:: WORK INSTRUCTIONS ::
Could you reproduce word for word the part of the excerpt about the bomber that runs from "First, he continues" up to and including "hate from prison?"?

:: DOCUMENT EXCERPT ::
━━━━

Result: two people dead, 120 injured. ((Source: https://en.wikipedia.org/wiki/Eric_Rudolph))
No doubt he is mentally troubled and may fit the same mold as our Bible study group killer. However, for our purposes here, he is also a good example of how direct confrontation becomes very complex and is not a good response to hate.
Consider his background. He lost his father at a young age. His mother moved the family shortly afterward. He struggled in school, but eventually earned a high school equivalency certificate. Afterward, he joined the army but was discharged for marijuana use.
The most noteworthy part of his past, the one that sheds the most light on the ultimate source of hate here, occurred when he was 18. That’s when he and his mother spent time at a Christian identity compound, the Church of Israel, which the Anti-Defamation League includes in its list of extremist groups. ((Source: https://en.wikipedia.org/wiki/Church_of_Israel))
Eleven years later, at 29, he began his career as a bomber.
It’s possible his time at Church of Israel influenced his ideas about right and wrong, especially with respect to abortion and homosexuality.
After living on the run for six years as a prime suspect in the bombings, he was finally arrested in 2003 and later convicted. Now, he writes from prison, justifying his actions.
As soldiers in the war on hate, it’s instructive for us to look at his deeds and their impact more closely.
First, he continues to foment hate through his writings. He firmly believes that abortions are wrong, and that violence is an acceptable way to try to stop them.
Society has put him away for four consecutive life sentences for the bombings. Yet he continues propagating hate, and through his writings may well be influencing other radical people to continue his work.
Should we take away his right to free speech to prevent him from influencing others to kill innocent people? Should he be allowed to spew hate from prison?

━━━━

:: DATA ::
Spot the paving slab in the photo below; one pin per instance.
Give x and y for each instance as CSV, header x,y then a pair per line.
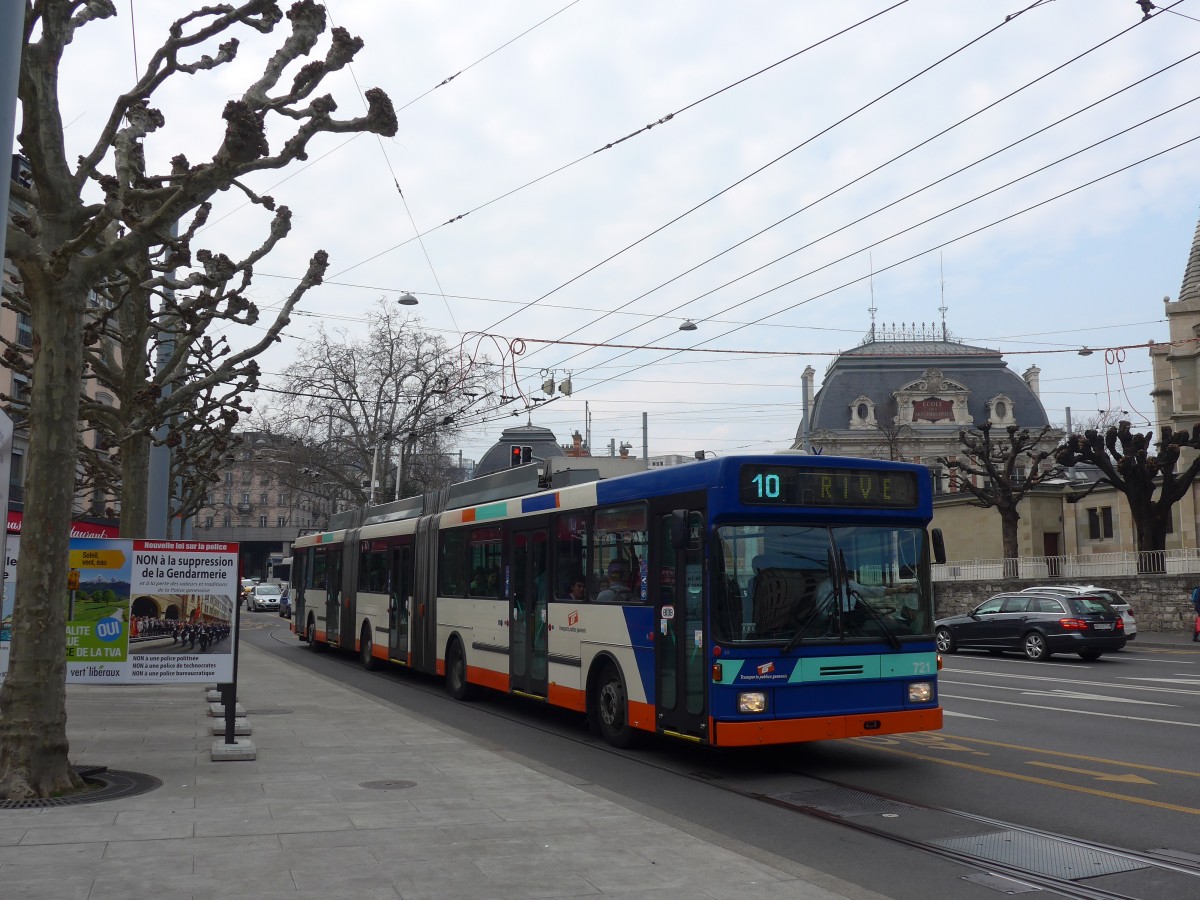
x,y
295,822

━━━━

:: TASK RESPONSE ::
First, he continues to foment hate through his writings. He firmly believes that abortions are wrong, and that violence is an acceptable way to try to stop them.
Society has put him away for four consecutive life sentences for the bombings. Yet he continues propagating hate, and through his writings may well be influencing other radical people to continue his work.
Should we take away his right to free speech to prevent him from influencing others to kill innocent people? Should he be allowed to spew hate from prison?